__DOCUMENT TEXT__.
If you want to make sure your code is built following a concrete C version, it has two parts:
- you must request the C specification version in your C code
- you need an implementation (compiler, linker, ...) that supports the version you want
In C89, there was no
__STDC_VERSION__
macro (note there are two underscores both leading and
terminating the macro). In the Normative Addendum
1 for C89 from 1994, the macro was
defined with a value of 199409L
. In the
C99 specification
the macro has a value of 199901L
.
So, if you want your compiler to use a minimal or a specific C version, work
with the macro and #ifdef
and #error
preprocessor directives.
#ifndef __STDC_VERSION__
#error "__STDC_VERSION__ not defined. C99 compiler or greater required."
#else
#if __STDC_VERSION__ < 199901L
#error "C99 compiler or greater required."
#endif
#endif
In the 1997: Single UNIX Specification (SUS) version
2,
with systems supporting that version as UNIX98, the compiler binary supporting
C89 had to be named c89
. You can search SUS ver 2
here, and type c89
.
In
POSIX:2004,
which corresponds to SUS ver 3 with updates, the C compiler binary supporting
C99 standard had to be named c99
. The latest SUS
version (as of May, 2020)
still defines c99
. I expect the future SUS versions with require c11
binary
to support the C11 standard.
Might be difficult to get the compiler work as the exact specification version.
For example, the following will compile while //
are not part of C89, and
moreover, _Bool
is not either and it does not issue even a warning.
janp:air:~$ cat main.c
int
main(void)
{
// not in C89
_Bool b;
}
$ c89 main.c
main.c:4:2: warning: // comments are not allowed in this language [-Wcomment]
// not in C89
^
1 warning generated.

__DATA ENTRIES__.
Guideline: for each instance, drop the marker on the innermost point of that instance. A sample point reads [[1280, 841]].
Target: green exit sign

--

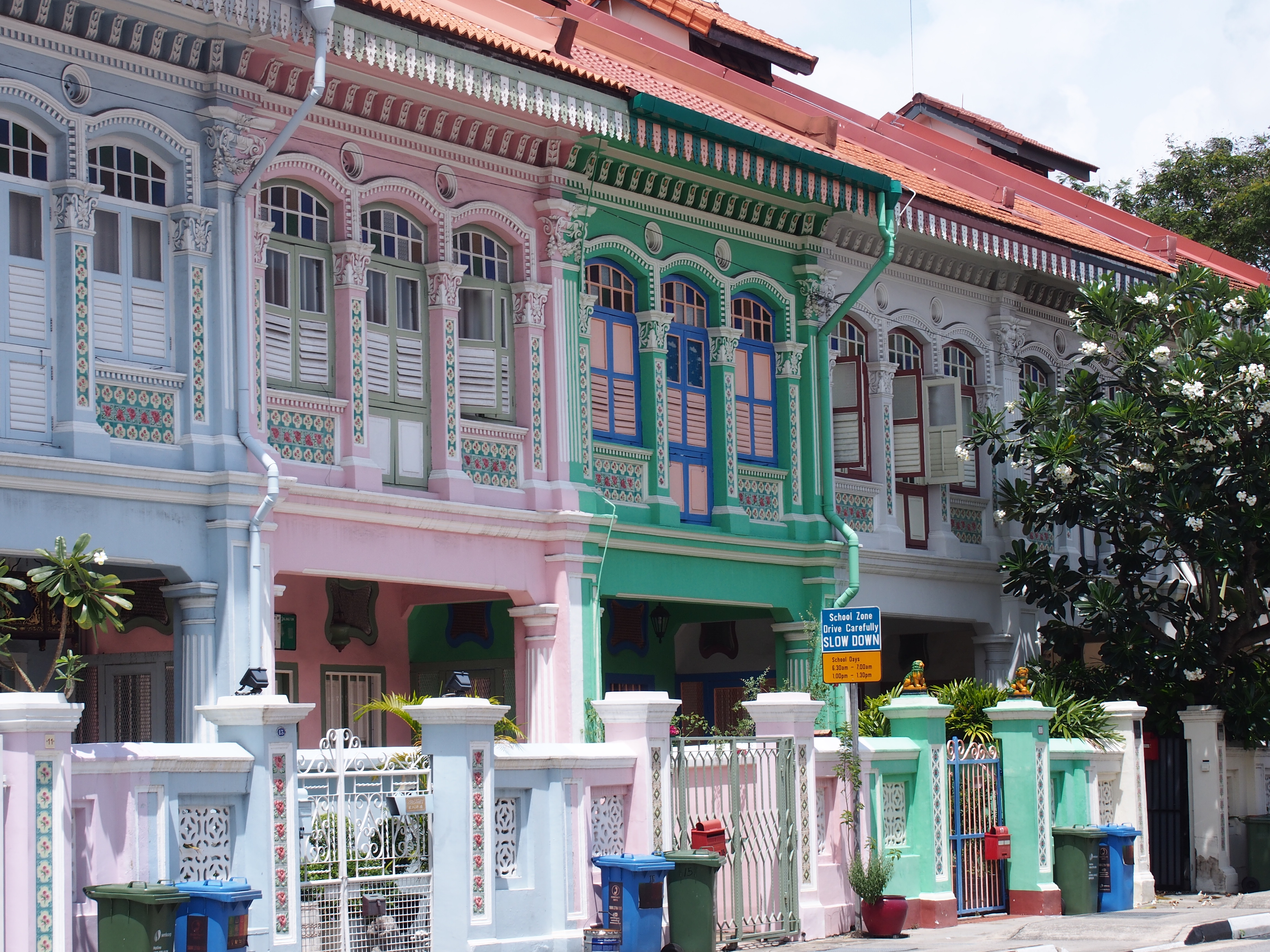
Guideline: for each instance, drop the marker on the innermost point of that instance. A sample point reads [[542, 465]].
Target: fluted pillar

__EXERCISE PROMPT__. Copy out the text on C standard versions word for word, beginning at the words "janp:air:~$ cat main.c" and stopping after "1 warning generated.". Work only from the text on C standard versions.

__EXERCISE ANSWER__.
janp:air:~$ cat main.c
int
main(void)
{
// not in C89
_Bool b;
}
$ c89 main.c
main.c:4:2: warning: // comments are not allowed in this language [-Wcomment]
// not in C89
^
1 warning generated.